Labeled shape listing:
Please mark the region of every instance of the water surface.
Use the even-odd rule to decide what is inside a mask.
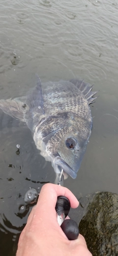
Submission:
[[[0,1],[0,98],[25,95],[35,73],[43,82],[79,77],[100,90],[77,178],[64,183],[77,196],[118,193],[118,11],[117,0]],[[55,173],[25,124],[1,111],[0,136],[0,253],[13,256],[31,208],[25,192],[39,192]]]

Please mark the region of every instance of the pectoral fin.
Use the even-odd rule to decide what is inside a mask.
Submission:
[[[24,111],[26,97],[20,97],[13,99],[0,100],[0,108],[5,113],[22,122],[26,122]]]

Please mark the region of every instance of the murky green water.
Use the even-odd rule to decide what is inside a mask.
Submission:
[[[118,13],[117,0],[0,1],[0,98],[25,94],[35,73],[44,82],[79,77],[100,90],[77,178],[64,183],[77,196],[118,193]],[[0,136],[0,253],[13,256],[31,209],[25,192],[30,187],[39,192],[55,173],[26,126],[1,111]]]

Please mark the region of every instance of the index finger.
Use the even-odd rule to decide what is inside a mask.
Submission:
[[[52,211],[55,211],[57,197],[59,195],[64,195],[67,197],[72,208],[75,208],[78,206],[77,199],[69,190],[64,187],[48,183],[44,185],[41,189],[35,210],[41,207],[42,212],[46,212],[47,214],[48,211],[49,214],[52,215]]]

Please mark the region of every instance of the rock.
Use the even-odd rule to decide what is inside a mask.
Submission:
[[[80,233],[93,256],[118,256],[118,195],[99,192],[91,198],[79,224]]]

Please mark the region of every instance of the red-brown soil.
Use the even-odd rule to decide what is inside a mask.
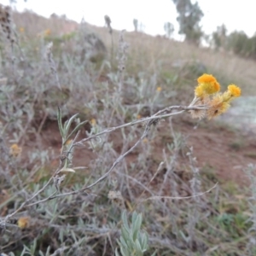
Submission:
[[[166,125],[167,122],[161,122],[156,128],[158,136],[150,140],[154,148],[152,157],[155,165],[162,160],[162,150],[166,147],[166,143],[172,143],[171,129]],[[193,147],[193,154],[197,160],[197,167],[201,170],[209,168],[214,172],[220,181],[236,182],[240,185],[247,183],[247,177],[243,169],[249,163],[256,164],[256,139],[252,136],[245,136],[241,131],[229,128],[224,124],[218,124],[214,120],[201,121],[196,129],[196,124],[189,117],[173,119],[172,126],[174,131],[182,132],[186,137],[188,147]],[[85,137],[83,131],[81,136]],[[113,140],[113,147],[119,151],[121,137],[115,134],[111,137]],[[61,136],[56,122],[47,122],[42,131],[41,143],[44,149],[53,148],[55,158],[52,162],[52,167],[58,164],[59,152],[61,148]],[[37,147],[38,141],[25,142],[25,148]],[[24,151],[23,151],[24,152]],[[76,166],[87,166],[96,155],[89,148],[79,148],[74,154],[73,163]],[[128,162],[137,157],[136,151],[126,157]],[[181,157],[181,162],[184,162],[185,156]],[[156,160],[156,161],[155,161]],[[188,161],[187,161],[188,163]],[[157,166],[156,166],[157,168]],[[213,171],[212,171],[213,170]]]

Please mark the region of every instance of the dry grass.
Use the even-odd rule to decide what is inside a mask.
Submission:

Given problem | Give every line of the listing above as a numbered list, omitting blank lines and the pictures.

Solution to this exercise |
1. Please mark the region of every instance of the water surface.
2. Use the even-odd rule to decide what is inside a mask.
3. Submission:
4. [[[0,1],[0,98],[25,95],[35,73],[43,82],[79,77],[100,90],[77,178],[64,183],[77,196],[118,193],[118,11],[117,0]],[[55,173],[25,124],[1,111],[0,136],[0,253],[13,256],[31,208],[25,192],[39,192]]]
5. Please mark the region of every instance of the pectoral fin.
6. Use the even-odd rule to decide what is inside a mask.
7. Submission:
8. [[[24,111],[26,97],[20,97],[13,99],[0,100],[0,108],[5,113],[22,122],[26,122]]]
9. Please mark the region of every instance of the murky green water.
10. Use the even-odd rule to decide what is inside a mask.
11. Submission:
12. [[[118,13],[117,0],[0,1],[0,98],[25,94],[35,73],[44,82],[79,77],[100,90],[77,178],[64,183],[77,196],[118,193]],[[0,136],[0,253],[13,256],[31,209],[25,192],[30,187],[39,192],[55,173],[26,126],[1,111]]]
13. Please mark the region of every instance of the index finger.
14. Use the even-odd rule to decide what is inside a mask.
15. Submission:
16. [[[52,211],[55,211],[57,197],[59,195],[64,195],[67,197],[72,208],[75,208],[78,206],[77,199],[69,190],[64,187],[48,183],[44,185],[41,189],[35,210],[41,207],[42,212],[46,212],[47,214],[48,211],[49,214],[52,215]]]
17. Please mark the region of every instance of the rock.
18. Use the even-odd rule to decide what is inside a mask.
19. Submission:
20. [[[80,233],[93,256],[118,256],[118,195],[99,192],[91,198],[79,224]]]
21. Please mark the region of every instance of the red-brown soil.
22. Use the even-odd rule to decide what is inside a mask.
23. Submission:
24. [[[166,125],[167,122],[161,122],[156,128],[158,136],[150,140],[154,148],[152,157],[155,165],[162,160],[162,150],[166,147],[166,143],[172,143],[171,129]],[[193,147],[193,154],[197,160],[197,167],[201,170],[209,168],[214,172],[220,181],[236,182],[240,185],[247,183],[247,177],[243,169],[249,163],[256,164],[256,139],[252,136],[245,136],[241,131],[229,128],[224,124],[218,124],[214,120],[201,121],[196,129],[196,124],[189,117],[173,119],[172,126],[174,131],[182,132],[186,137],[188,147]],[[85,137],[83,131],[81,136]],[[113,140],[113,147],[119,151],[121,137],[115,134],[111,137]],[[61,136],[56,122],[47,122],[42,131],[41,143],[44,149],[53,148],[55,158],[52,162],[52,167],[58,164],[59,152],[61,148]],[[37,147],[38,141],[25,142],[25,148]],[[24,151],[23,151],[24,152]],[[76,166],[87,166],[96,155],[89,148],[79,148],[74,154],[73,163]],[[128,162],[137,157],[136,151],[126,157]],[[181,157],[181,162],[184,162],[185,156]],[[156,160],[156,161],[155,161]],[[188,161],[187,161],[188,163]],[[157,166],[156,166],[157,168]],[[213,171],[212,171],[213,170]]]
25. Please mark the region of every instance of the dry grass.
26. Use the even-odd rule to decide what is inside a mask.
27. Submission:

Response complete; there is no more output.